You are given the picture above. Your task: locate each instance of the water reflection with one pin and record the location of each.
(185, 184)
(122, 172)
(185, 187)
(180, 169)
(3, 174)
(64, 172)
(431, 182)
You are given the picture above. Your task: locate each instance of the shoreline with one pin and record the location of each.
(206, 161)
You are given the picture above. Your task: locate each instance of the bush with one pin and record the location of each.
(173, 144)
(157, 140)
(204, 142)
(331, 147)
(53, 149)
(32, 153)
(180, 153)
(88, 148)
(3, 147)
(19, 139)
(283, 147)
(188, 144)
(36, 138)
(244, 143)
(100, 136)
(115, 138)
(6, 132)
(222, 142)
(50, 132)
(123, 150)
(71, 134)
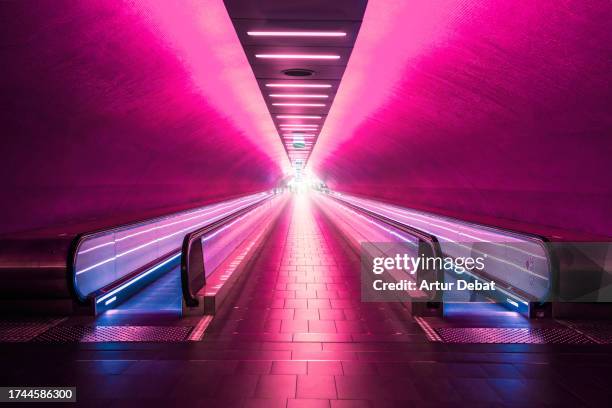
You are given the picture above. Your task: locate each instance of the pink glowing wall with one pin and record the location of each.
(480, 109)
(119, 109)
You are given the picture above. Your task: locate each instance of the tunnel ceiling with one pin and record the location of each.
(298, 51)
(487, 110)
(122, 109)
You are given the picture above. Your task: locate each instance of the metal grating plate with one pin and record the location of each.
(100, 334)
(556, 335)
(23, 330)
(598, 331)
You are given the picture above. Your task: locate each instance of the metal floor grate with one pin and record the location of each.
(100, 334)
(23, 330)
(599, 332)
(552, 335)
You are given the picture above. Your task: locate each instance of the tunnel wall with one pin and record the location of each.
(101, 118)
(495, 109)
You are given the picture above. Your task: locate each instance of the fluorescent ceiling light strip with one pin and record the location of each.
(298, 117)
(311, 105)
(298, 56)
(299, 85)
(296, 33)
(317, 96)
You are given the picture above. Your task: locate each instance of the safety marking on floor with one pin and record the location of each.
(599, 332)
(198, 331)
(429, 331)
(506, 335)
(100, 334)
(20, 330)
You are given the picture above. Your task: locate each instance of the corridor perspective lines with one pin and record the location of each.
(298, 335)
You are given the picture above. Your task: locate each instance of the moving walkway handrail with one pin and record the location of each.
(83, 297)
(422, 236)
(193, 275)
(539, 239)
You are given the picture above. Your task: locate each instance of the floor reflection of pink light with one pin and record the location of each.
(202, 36)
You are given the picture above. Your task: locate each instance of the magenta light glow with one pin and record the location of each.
(296, 33)
(298, 104)
(298, 56)
(201, 34)
(298, 117)
(473, 69)
(308, 129)
(298, 85)
(318, 96)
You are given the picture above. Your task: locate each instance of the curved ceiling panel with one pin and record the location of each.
(117, 108)
(479, 109)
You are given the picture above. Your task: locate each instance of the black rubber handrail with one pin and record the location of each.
(422, 236)
(80, 238)
(552, 259)
(193, 275)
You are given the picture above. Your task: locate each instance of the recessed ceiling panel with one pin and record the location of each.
(298, 51)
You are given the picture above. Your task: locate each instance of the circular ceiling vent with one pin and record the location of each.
(300, 72)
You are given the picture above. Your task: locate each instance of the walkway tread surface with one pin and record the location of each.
(297, 335)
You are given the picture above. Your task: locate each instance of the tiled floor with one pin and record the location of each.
(297, 335)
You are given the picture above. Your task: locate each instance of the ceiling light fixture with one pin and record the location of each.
(318, 96)
(298, 117)
(297, 56)
(296, 33)
(311, 105)
(298, 85)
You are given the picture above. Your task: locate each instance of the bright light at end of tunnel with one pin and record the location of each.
(298, 85)
(296, 33)
(297, 56)
(298, 117)
(299, 104)
(319, 96)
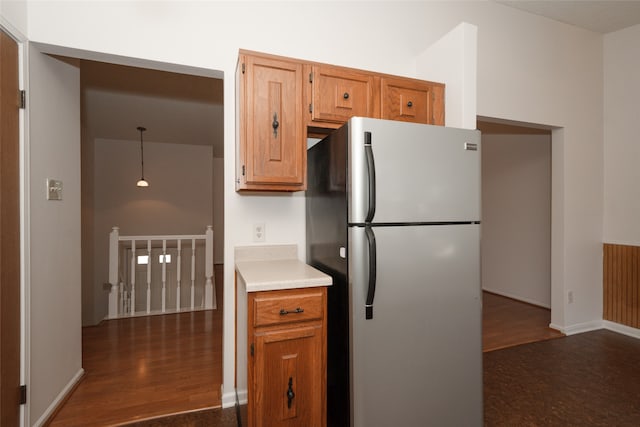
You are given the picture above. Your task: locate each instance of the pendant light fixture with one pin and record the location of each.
(142, 182)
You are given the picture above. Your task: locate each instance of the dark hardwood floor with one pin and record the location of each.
(146, 367)
(507, 322)
(530, 379)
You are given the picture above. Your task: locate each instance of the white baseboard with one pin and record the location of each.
(517, 297)
(242, 397)
(622, 329)
(578, 328)
(60, 398)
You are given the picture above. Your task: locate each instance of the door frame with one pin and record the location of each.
(23, 159)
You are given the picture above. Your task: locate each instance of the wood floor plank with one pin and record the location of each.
(145, 367)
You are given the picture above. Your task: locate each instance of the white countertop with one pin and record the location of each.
(277, 269)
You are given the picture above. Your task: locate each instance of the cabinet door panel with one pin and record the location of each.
(287, 378)
(412, 101)
(338, 94)
(274, 151)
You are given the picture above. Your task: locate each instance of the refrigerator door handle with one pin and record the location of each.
(371, 177)
(371, 290)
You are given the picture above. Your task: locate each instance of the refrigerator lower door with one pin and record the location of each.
(418, 360)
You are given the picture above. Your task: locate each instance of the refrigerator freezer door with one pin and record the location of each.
(418, 361)
(423, 173)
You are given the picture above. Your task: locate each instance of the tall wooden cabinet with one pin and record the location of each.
(286, 375)
(337, 94)
(271, 153)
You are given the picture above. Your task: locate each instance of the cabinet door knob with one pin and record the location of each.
(275, 125)
(290, 393)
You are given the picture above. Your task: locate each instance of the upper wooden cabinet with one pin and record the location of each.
(282, 101)
(272, 152)
(337, 94)
(411, 100)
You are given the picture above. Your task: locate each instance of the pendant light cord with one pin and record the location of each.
(141, 129)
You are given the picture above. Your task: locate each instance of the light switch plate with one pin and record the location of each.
(54, 189)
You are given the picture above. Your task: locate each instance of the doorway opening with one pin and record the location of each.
(516, 232)
(172, 359)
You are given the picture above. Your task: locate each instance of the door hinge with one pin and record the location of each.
(23, 394)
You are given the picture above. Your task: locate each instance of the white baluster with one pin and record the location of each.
(113, 271)
(209, 293)
(193, 272)
(133, 277)
(121, 303)
(179, 262)
(164, 275)
(149, 276)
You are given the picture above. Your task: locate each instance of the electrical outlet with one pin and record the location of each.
(259, 232)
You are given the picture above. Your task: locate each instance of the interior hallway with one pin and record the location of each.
(150, 366)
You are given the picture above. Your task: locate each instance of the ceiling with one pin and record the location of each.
(175, 108)
(600, 16)
(188, 109)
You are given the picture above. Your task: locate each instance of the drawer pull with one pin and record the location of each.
(284, 312)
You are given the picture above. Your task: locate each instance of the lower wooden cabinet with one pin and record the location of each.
(287, 358)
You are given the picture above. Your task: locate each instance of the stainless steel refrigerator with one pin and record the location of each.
(393, 214)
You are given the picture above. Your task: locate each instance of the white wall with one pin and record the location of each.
(177, 201)
(13, 14)
(622, 147)
(54, 226)
(516, 216)
(530, 69)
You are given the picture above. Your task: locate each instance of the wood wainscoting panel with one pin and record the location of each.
(621, 284)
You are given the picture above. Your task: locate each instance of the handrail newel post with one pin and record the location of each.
(113, 271)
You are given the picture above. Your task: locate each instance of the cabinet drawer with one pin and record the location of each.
(277, 307)
(411, 101)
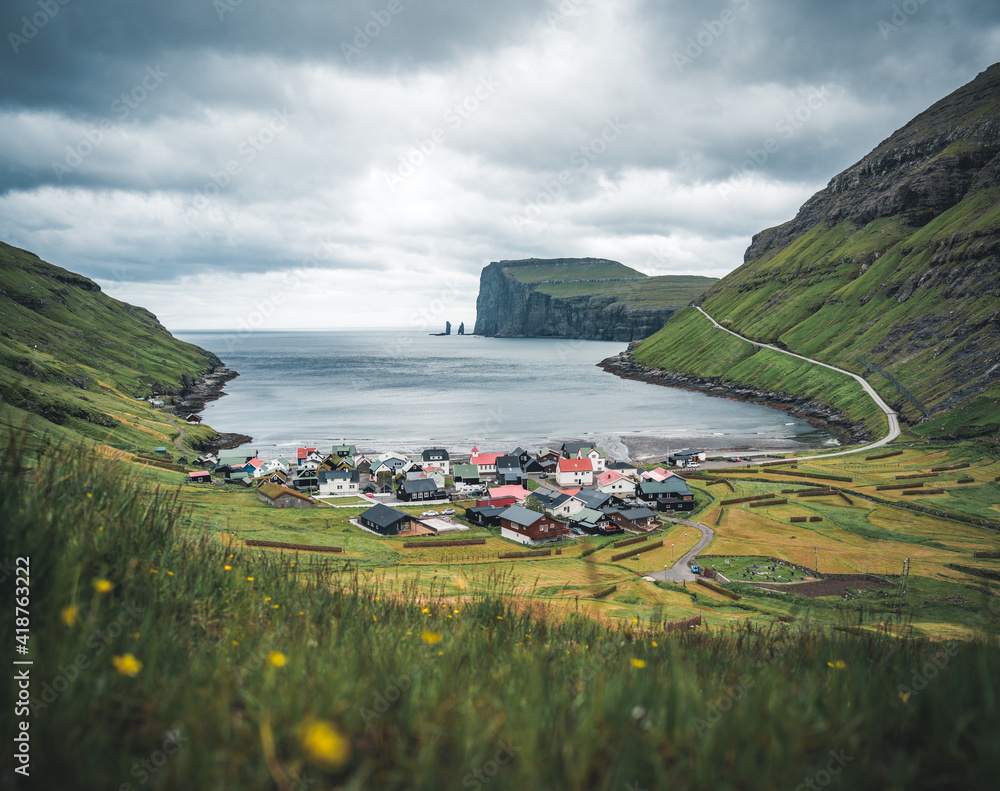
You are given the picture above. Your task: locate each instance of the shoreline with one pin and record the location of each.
(816, 414)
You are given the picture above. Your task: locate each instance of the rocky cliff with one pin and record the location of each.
(585, 298)
(891, 271)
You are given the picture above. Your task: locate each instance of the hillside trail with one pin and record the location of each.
(882, 405)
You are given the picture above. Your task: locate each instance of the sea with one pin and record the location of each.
(406, 390)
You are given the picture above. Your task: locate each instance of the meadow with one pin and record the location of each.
(164, 658)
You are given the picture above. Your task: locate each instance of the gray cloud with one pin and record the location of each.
(152, 142)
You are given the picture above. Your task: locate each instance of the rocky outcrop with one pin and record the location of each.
(509, 308)
(814, 412)
(920, 171)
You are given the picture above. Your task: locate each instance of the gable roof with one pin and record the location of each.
(419, 485)
(384, 516)
(521, 516)
(673, 485)
(517, 492)
(338, 475)
(575, 465)
(592, 499)
(635, 514)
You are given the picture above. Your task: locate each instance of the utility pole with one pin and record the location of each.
(904, 581)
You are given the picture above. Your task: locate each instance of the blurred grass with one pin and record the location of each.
(428, 689)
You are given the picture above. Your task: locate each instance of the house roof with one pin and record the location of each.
(592, 499)
(635, 514)
(673, 485)
(517, 492)
(589, 516)
(384, 516)
(521, 516)
(420, 485)
(338, 475)
(273, 491)
(575, 465)
(481, 459)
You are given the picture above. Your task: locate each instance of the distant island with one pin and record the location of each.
(586, 298)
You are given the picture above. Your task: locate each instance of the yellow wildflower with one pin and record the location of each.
(69, 614)
(277, 659)
(324, 744)
(127, 665)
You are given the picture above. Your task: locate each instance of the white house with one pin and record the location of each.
(345, 483)
(612, 482)
(575, 472)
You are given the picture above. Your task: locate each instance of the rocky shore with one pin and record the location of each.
(207, 387)
(813, 412)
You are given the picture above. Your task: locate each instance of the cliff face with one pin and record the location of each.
(891, 271)
(589, 299)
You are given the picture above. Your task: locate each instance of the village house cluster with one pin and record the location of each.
(534, 498)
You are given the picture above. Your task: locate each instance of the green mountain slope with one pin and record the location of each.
(892, 272)
(75, 362)
(590, 298)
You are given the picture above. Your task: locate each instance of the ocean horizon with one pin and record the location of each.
(405, 390)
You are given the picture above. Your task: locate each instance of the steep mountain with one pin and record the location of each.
(590, 298)
(892, 271)
(76, 362)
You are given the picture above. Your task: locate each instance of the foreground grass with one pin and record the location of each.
(164, 662)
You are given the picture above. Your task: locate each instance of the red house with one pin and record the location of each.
(531, 528)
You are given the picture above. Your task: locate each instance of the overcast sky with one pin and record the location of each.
(235, 163)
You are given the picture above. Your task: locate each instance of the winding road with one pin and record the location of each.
(681, 570)
(889, 412)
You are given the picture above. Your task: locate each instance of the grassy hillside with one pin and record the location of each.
(598, 277)
(161, 662)
(890, 272)
(74, 362)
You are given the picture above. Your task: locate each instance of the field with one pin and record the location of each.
(164, 658)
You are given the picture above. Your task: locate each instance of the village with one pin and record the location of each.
(534, 498)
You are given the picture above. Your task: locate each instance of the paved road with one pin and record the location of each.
(889, 413)
(681, 571)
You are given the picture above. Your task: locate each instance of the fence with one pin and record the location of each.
(873, 368)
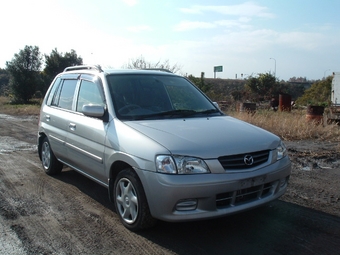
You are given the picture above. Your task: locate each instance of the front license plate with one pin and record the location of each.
(255, 181)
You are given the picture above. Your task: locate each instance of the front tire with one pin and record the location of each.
(130, 201)
(50, 163)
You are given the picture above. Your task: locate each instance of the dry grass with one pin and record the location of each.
(290, 125)
(19, 109)
(287, 125)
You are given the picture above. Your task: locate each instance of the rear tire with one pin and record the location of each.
(50, 163)
(130, 201)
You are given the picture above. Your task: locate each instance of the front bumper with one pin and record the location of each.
(204, 196)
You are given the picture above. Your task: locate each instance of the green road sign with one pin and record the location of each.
(218, 69)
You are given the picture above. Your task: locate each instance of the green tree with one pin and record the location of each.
(56, 62)
(262, 87)
(24, 70)
(318, 94)
(200, 83)
(4, 81)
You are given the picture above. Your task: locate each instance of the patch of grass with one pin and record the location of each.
(290, 125)
(6, 107)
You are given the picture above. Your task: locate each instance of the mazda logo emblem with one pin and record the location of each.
(248, 160)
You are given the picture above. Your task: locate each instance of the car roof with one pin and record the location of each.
(95, 69)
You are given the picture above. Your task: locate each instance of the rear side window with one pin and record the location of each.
(89, 93)
(63, 96)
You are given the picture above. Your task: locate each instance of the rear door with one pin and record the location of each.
(57, 111)
(86, 135)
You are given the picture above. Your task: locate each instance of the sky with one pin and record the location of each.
(287, 38)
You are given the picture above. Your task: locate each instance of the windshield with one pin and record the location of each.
(138, 96)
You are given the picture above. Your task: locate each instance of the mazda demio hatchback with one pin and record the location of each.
(159, 145)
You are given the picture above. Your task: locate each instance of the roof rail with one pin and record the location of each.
(84, 67)
(158, 69)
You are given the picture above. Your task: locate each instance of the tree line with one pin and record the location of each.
(24, 78)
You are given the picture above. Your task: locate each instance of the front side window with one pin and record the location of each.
(89, 93)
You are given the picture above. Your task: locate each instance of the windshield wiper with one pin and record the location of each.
(209, 111)
(175, 113)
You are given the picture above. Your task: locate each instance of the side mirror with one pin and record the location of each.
(216, 104)
(91, 110)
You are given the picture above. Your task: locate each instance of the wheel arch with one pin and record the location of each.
(41, 137)
(116, 167)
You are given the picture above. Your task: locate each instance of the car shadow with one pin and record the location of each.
(276, 228)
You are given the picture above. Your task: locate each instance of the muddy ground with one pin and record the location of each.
(70, 214)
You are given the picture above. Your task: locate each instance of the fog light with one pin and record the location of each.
(186, 205)
(283, 182)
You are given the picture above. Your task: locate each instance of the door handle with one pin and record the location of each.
(72, 126)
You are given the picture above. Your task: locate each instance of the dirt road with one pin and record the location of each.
(70, 214)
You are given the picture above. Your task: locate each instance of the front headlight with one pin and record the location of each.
(180, 165)
(281, 151)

- Task prompt: Retype exactly, please, each line from the line that contains "the car shadow" through the last line of the entries above, with nothing added.

- Problem solution:
You are given the picture above. Your task: locate each instance of the car shadow with one pin and record the location of each.
(276, 228)
You are given the picture above. Your task: locate each instance of the muddy ground with one pin and record the location of each.
(70, 214)
You are given the picture above. Your task: locate each instance of the fog light with one pin and record the location of each.
(186, 205)
(283, 182)
You are given the picture above. Your task: locate each instance of the door handle with one pin and record the location of each.
(72, 126)
You are given the picture above. Your task: locate each instance of the dirt road with one pin and record the location of each.
(70, 214)
You are given the picture above. Your task: locate each instance of the front headlight with one pin and record the location of each.
(180, 165)
(281, 151)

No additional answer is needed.